Problem to work on — Format every line of the records below as a JSON list of strings, one string per line, leaving out blank lines.

## begin Material for this exercise

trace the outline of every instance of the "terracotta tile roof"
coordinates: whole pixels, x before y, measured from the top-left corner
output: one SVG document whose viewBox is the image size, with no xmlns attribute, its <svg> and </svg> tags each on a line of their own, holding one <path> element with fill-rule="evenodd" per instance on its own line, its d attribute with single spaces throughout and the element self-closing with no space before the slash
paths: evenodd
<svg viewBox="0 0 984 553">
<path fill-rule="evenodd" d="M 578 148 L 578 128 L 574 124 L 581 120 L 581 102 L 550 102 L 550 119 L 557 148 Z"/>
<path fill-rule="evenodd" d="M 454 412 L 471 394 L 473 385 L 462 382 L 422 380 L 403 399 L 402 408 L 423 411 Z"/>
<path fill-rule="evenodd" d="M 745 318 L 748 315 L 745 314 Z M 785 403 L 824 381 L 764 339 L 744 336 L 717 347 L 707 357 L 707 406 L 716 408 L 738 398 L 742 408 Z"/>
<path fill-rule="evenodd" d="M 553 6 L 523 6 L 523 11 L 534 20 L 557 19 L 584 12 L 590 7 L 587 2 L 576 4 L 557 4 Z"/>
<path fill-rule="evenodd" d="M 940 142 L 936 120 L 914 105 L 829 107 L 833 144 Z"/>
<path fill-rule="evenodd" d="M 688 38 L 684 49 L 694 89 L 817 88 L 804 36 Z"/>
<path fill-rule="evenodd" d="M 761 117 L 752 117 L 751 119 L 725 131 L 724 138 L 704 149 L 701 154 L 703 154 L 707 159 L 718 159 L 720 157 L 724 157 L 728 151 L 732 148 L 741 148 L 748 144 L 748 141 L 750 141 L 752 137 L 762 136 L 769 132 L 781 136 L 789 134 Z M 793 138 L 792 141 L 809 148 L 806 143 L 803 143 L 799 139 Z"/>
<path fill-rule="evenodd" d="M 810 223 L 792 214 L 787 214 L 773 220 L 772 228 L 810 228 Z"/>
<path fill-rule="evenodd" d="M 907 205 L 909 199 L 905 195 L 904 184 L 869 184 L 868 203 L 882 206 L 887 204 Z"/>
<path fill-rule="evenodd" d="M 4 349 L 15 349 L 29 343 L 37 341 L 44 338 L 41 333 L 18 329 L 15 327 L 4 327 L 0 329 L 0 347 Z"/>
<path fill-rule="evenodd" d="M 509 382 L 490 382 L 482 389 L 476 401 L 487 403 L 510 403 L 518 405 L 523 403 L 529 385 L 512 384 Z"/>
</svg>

## end Material for this exercise

Solution for this task —
[
  "trace the outline of every instance of the \"terracotta tile roof\"",
  "coordinates: whole pixels, x before y, measured from the top-left corner",
  "output: one SVG document whose viewBox is the image size, with no xmlns attribute, its <svg> and </svg> tags each on a line of their own, holding one <path> element with fill-rule=\"evenodd\" per instance on its own line, its d attribute with single spaces throughout and the element self-closing with no space before the slash",
  "paths: evenodd",
  "<svg viewBox=\"0 0 984 553\">",
  "<path fill-rule=\"evenodd\" d=\"M 578 148 L 578 128 L 574 124 L 581 120 L 581 102 L 550 102 L 550 119 L 557 148 Z\"/>",
  "<path fill-rule=\"evenodd\" d=\"M 454 412 L 471 394 L 473 385 L 462 382 L 422 380 L 403 399 L 402 408 L 423 411 Z\"/>",
  "<path fill-rule=\"evenodd\" d=\"M 745 318 L 748 315 L 745 314 Z M 785 403 L 824 381 L 764 339 L 744 336 L 717 347 L 707 357 L 707 406 L 716 408 L 738 398 L 742 408 Z\"/>",
  "<path fill-rule=\"evenodd\" d=\"M 553 6 L 523 6 L 523 11 L 534 20 L 557 19 L 584 12 L 590 7 L 587 2 L 576 4 L 557 4 Z\"/>",
  "<path fill-rule=\"evenodd\" d=\"M 940 142 L 936 120 L 914 105 L 829 107 L 833 144 Z\"/>",
  "<path fill-rule=\"evenodd\" d=\"M 688 38 L 684 49 L 694 89 L 817 88 L 804 36 Z\"/>",
  "<path fill-rule=\"evenodd\" d=\"M 761 117 L 752 117 L 751 119 L 725 131 L 724 138 L 704 149 L 701 154 L 703 154 L 707 159 L 718 159 L 720 157 L 724 157 L 728 151 L 732 148 L 741 148 L 748 144 L 748 141 L 750 141 L 752 137 L 762 136 L 769 132 L 781 136 L 789 134 Z M 793 138 L 792 141 L 809 148 L 806 143 L 803 143 L 799 139 Z\"/>",
  "<path fill-rule=\"evenodd\" d=\"M 810 223 L 792 214 L 787 214 L 773 220 L 772 228 L 810 228 Z\"/>",
  "<path fill-rule=\"evenodd\" d=\"M 907 205 L 909 199 L 905 195 L 904 184 L 869 184 L 868 203 L 882 206 L 887 204 Z\"/>",
  "<path fill-rule=\"evenodd\" d=\"M 4 349 L 15 349 L 29 343 L 37 341 L 44 338 L 41 333 L 18 329 L 15 327 L 4 327 L 0 329 L 0 347 Z\"/>",
  "<path fill-rule=\"evenodd\" d=\"M 509 382 L 490 382 L 482 389 L 476 401 L 487 403 L 510 403 L 518 405 L 523 403 L 529 385 L 512 384 Z\"/>",
  "</svg>"
]